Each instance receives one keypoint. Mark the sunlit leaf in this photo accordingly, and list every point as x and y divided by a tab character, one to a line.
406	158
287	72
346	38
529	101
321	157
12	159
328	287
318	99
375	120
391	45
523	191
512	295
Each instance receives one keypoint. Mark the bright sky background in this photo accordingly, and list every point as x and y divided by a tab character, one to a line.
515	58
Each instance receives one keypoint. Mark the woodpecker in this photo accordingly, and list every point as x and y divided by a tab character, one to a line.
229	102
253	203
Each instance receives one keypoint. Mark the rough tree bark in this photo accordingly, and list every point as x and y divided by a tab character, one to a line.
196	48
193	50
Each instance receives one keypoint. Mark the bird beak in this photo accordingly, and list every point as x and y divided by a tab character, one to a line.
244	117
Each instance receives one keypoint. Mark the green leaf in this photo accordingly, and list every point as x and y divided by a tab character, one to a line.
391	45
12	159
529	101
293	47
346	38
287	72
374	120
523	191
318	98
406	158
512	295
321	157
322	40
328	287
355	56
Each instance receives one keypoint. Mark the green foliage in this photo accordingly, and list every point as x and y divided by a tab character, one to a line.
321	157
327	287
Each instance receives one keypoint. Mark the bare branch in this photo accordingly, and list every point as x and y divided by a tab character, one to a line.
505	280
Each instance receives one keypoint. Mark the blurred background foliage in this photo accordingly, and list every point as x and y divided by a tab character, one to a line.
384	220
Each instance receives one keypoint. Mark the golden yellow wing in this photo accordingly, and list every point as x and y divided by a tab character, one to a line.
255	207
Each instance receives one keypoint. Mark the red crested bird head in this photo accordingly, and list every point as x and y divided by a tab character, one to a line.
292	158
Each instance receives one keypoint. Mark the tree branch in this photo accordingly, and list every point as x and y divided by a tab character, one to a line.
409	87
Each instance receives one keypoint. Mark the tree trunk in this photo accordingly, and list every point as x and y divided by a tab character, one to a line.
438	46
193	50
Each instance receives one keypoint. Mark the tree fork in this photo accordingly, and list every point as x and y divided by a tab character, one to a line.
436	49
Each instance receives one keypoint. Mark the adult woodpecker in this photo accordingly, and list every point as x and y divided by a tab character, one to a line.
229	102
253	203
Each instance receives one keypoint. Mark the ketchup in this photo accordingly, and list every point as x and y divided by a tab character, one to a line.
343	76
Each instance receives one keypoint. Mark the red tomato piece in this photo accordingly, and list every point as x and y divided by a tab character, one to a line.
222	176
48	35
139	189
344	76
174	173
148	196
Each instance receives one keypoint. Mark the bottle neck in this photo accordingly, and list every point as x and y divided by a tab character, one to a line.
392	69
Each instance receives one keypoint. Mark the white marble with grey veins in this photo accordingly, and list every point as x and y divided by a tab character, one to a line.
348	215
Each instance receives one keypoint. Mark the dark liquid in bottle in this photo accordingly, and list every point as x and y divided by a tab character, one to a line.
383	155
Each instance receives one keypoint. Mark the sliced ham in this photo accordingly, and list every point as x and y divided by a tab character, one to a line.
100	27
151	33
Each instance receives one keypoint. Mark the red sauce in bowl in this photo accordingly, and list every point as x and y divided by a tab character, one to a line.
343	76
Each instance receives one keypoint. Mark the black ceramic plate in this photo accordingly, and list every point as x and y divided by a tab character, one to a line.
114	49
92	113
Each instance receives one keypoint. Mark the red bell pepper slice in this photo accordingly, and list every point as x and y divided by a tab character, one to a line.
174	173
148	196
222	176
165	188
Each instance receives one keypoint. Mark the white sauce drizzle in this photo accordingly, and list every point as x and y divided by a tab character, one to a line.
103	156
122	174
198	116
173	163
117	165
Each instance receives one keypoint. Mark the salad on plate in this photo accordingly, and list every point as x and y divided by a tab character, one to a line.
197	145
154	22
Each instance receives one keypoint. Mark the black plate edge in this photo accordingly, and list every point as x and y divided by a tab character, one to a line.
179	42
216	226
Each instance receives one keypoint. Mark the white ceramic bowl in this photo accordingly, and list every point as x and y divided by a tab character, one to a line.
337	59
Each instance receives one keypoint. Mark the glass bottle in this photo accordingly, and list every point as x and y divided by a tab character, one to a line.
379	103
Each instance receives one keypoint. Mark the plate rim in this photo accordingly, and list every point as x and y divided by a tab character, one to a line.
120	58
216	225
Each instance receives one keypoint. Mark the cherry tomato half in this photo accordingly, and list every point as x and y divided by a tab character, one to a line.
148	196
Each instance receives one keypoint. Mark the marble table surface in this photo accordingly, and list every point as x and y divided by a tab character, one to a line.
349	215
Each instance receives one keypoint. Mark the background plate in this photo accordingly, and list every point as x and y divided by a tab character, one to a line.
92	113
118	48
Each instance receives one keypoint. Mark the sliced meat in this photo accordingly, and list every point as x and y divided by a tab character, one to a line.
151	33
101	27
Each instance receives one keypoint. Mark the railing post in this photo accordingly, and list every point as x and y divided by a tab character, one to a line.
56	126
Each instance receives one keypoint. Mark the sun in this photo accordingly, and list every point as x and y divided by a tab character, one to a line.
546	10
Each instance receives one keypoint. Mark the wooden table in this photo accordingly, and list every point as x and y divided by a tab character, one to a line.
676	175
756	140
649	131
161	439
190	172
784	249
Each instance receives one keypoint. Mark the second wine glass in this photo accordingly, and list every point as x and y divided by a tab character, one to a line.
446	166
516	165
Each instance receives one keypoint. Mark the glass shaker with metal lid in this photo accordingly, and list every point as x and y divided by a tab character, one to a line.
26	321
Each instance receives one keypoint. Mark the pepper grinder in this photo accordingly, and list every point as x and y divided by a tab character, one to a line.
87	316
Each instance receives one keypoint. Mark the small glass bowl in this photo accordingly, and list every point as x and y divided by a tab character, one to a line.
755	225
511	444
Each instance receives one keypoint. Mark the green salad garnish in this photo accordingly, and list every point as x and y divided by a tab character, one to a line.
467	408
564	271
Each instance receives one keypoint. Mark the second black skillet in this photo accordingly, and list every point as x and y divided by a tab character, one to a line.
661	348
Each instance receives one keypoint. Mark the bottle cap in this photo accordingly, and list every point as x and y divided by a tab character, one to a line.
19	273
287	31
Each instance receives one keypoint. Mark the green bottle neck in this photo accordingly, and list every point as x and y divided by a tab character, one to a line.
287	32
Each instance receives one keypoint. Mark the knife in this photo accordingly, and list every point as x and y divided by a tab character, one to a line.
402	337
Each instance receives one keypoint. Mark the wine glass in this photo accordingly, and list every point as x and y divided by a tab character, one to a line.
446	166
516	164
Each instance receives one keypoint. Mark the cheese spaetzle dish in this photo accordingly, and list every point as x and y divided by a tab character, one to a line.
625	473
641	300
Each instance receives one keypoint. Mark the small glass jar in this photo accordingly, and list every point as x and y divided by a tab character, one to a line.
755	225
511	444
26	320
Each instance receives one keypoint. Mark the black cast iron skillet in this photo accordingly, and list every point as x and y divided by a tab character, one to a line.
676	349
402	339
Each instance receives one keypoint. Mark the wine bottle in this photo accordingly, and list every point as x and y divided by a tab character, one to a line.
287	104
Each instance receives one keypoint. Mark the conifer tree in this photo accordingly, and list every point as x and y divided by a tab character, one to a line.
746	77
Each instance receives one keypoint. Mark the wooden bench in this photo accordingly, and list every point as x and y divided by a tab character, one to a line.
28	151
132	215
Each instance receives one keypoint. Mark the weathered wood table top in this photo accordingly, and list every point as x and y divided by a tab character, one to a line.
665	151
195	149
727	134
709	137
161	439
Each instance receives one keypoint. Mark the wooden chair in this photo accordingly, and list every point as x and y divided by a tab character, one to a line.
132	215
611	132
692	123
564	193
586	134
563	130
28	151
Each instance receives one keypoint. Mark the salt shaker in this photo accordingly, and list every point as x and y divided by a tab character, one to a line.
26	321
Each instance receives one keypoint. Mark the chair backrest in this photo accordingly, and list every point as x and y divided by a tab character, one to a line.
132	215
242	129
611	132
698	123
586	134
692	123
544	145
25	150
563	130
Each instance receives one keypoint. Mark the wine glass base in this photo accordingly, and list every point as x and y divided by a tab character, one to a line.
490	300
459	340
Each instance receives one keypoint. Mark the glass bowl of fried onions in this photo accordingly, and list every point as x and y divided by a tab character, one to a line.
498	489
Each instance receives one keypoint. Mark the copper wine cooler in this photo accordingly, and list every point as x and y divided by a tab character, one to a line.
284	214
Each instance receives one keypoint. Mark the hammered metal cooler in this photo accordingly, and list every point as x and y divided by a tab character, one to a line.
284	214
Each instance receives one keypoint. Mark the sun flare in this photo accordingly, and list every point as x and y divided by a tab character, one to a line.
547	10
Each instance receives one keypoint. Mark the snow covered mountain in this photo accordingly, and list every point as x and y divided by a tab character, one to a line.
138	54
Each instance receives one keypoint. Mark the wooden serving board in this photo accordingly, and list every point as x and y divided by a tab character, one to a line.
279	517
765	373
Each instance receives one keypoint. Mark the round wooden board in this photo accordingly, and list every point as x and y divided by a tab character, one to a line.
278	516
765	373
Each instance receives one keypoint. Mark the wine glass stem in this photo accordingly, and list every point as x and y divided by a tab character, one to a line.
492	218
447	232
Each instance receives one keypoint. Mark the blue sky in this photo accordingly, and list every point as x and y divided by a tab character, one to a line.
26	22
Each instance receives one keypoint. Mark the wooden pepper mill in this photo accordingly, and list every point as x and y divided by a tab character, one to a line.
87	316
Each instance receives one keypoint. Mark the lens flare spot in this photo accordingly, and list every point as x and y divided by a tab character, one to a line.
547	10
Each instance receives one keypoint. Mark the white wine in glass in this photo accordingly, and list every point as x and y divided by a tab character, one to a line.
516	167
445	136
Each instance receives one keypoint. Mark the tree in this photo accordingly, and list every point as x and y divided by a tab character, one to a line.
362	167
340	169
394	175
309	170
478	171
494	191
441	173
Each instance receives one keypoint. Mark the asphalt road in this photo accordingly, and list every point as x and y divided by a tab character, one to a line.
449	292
######
** Work instructions **
Extract, exactly as they appear, the lines from the one containing "Each instance receives one keypoint. Mark the round" through the final line.

** Answer to the exercise **
Each instance receives one keypoint. Mark the round wooden board in this photo accordingly, and list every point as x and y divided by a tab character, one to a line.
278	516
765	373
Each instance receives one keypoint. Mark the wine glass stem in this photo accordingly, and list every point as x and y divided by a tab character, one to a line.
492	218
447	232
Each instance receives one keypoint. Mark the blue sky in this photo accordingly, and list every point as x and y divided by a tab character, one to a line.
26	22
Each instance receives one keypoint. Mark the wooden pepper mill in this photo accordingly, and list every point as x and y divided by a tab character, one to a line.
87	316
Each instance receives one keypoint. Mark the lens flare spot in this photo accordingly, and list every point as x and y divided by a tab character, one to a line.
547	10
Each instance receives one keypoint. Mark the white wine in glass in this photo accordingly, and list every point as x and y divided by a tab character, one to a line.
516	167
445	136
Each instance receives one keypoint. Mark the tree in this photo accordingly, and list every point as x and y divided by a tab character, one to a line.
362	167
340	169
394	175
309	170
478	171
494	191
441	173
Each instance receives one keypoint. Mark the asphalt road in this photo accordingly, and list every point as x and y divided by a tab character, one to a line.
449	292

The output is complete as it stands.